*Task*.
Go to the line below containing "Point to the man's face." and print exactly from there through the line containing "Point to the parked", both included. Print nothing else.

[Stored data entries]
Segment Open

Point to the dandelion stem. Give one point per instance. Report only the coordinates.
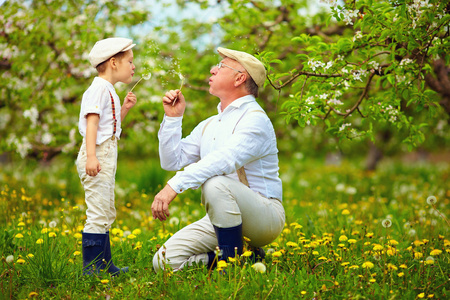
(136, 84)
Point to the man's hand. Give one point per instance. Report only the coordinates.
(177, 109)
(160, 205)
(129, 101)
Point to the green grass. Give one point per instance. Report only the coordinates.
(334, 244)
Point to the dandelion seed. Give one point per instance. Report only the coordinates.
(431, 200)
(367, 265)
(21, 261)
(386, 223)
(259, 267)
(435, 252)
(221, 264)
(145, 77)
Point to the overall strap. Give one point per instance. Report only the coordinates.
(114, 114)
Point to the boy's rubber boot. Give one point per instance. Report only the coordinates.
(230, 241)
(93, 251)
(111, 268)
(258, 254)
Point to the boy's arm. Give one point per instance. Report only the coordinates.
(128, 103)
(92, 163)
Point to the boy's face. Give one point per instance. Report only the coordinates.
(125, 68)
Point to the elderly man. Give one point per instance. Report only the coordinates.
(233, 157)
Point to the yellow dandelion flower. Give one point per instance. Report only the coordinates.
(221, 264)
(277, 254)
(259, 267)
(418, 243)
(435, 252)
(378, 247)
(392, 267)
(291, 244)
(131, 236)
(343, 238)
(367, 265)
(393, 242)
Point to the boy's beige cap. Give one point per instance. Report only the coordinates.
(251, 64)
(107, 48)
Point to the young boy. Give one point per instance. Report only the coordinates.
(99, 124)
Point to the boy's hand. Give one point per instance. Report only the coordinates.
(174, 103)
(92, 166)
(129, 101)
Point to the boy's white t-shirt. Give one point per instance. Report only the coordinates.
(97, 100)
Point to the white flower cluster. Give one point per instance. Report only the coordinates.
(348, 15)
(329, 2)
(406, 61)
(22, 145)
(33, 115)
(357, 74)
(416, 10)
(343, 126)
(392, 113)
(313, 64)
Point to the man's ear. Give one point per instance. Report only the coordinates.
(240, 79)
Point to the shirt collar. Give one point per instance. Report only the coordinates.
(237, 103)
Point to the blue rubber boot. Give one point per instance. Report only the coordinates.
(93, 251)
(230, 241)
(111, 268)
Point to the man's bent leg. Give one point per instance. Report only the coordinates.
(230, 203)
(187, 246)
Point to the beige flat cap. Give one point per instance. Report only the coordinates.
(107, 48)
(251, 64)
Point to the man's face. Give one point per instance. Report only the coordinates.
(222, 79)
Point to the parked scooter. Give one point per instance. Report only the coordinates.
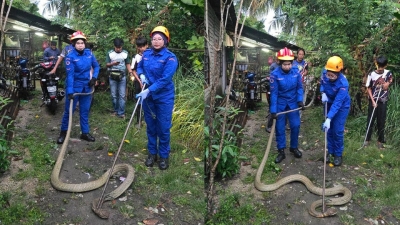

Segment Closed
Segment Open

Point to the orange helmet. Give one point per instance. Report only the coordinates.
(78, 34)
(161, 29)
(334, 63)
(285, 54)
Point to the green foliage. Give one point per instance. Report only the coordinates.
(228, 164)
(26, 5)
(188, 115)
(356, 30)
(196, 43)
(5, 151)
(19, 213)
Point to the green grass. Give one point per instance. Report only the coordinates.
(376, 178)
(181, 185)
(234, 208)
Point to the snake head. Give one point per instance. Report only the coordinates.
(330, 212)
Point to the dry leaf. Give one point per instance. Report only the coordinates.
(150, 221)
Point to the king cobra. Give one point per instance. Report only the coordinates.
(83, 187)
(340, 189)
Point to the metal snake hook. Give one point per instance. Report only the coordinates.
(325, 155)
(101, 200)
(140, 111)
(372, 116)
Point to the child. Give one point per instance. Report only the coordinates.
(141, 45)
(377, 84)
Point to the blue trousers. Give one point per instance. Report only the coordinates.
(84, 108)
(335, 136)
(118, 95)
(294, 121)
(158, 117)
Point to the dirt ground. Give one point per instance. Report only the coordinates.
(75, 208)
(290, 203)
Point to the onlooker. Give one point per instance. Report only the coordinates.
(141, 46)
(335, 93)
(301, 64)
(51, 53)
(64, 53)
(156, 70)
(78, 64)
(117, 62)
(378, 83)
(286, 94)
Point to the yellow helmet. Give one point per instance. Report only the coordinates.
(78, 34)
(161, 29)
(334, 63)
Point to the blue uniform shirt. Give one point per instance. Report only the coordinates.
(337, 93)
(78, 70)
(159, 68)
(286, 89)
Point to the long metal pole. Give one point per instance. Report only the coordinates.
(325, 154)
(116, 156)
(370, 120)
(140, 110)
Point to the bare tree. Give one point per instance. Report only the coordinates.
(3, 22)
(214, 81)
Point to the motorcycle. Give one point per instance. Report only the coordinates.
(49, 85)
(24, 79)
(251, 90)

Segment Closed
Segment Open

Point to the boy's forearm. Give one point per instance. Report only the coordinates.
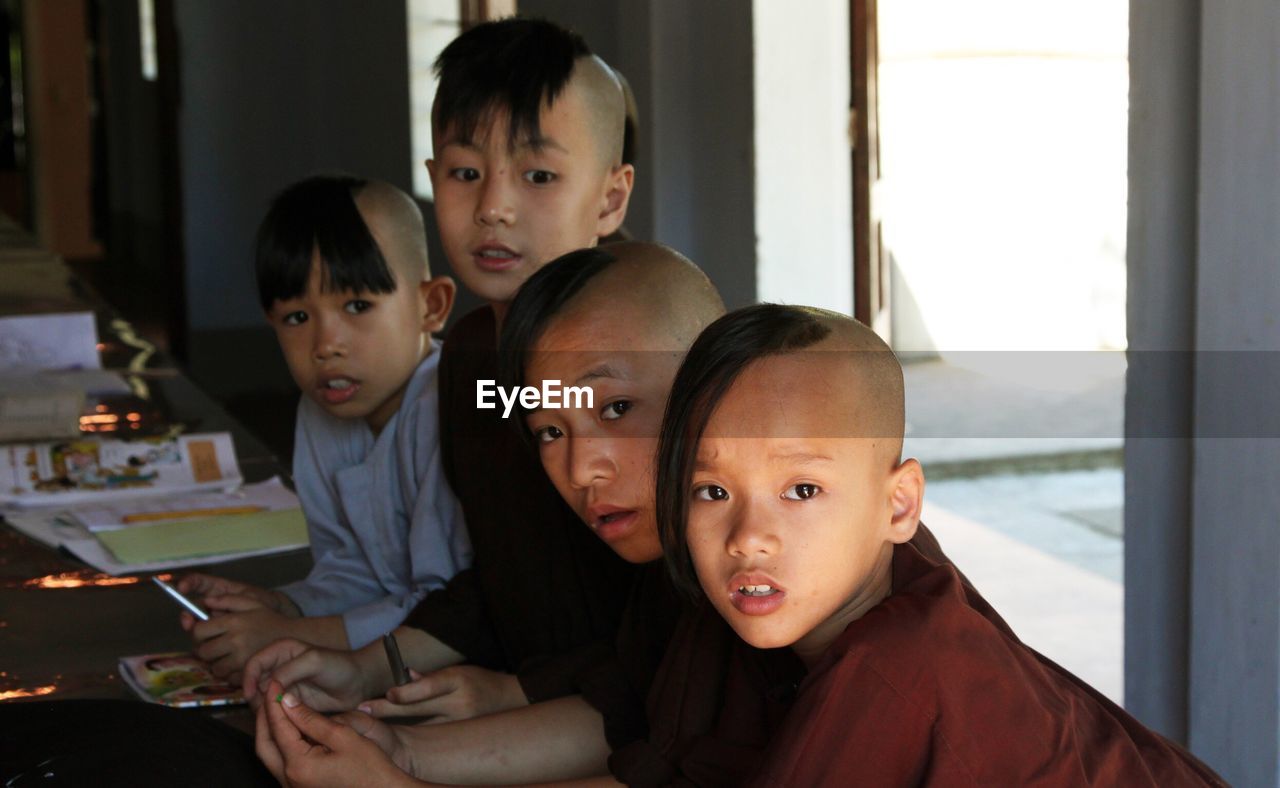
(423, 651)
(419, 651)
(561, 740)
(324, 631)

Segment Closed

*Result below*.
Point to the man's face. Give one point per instance. Report only the coordinates.
(222, 79)
Point to the parked scooter. Give one point per instance. Report only the coordinates.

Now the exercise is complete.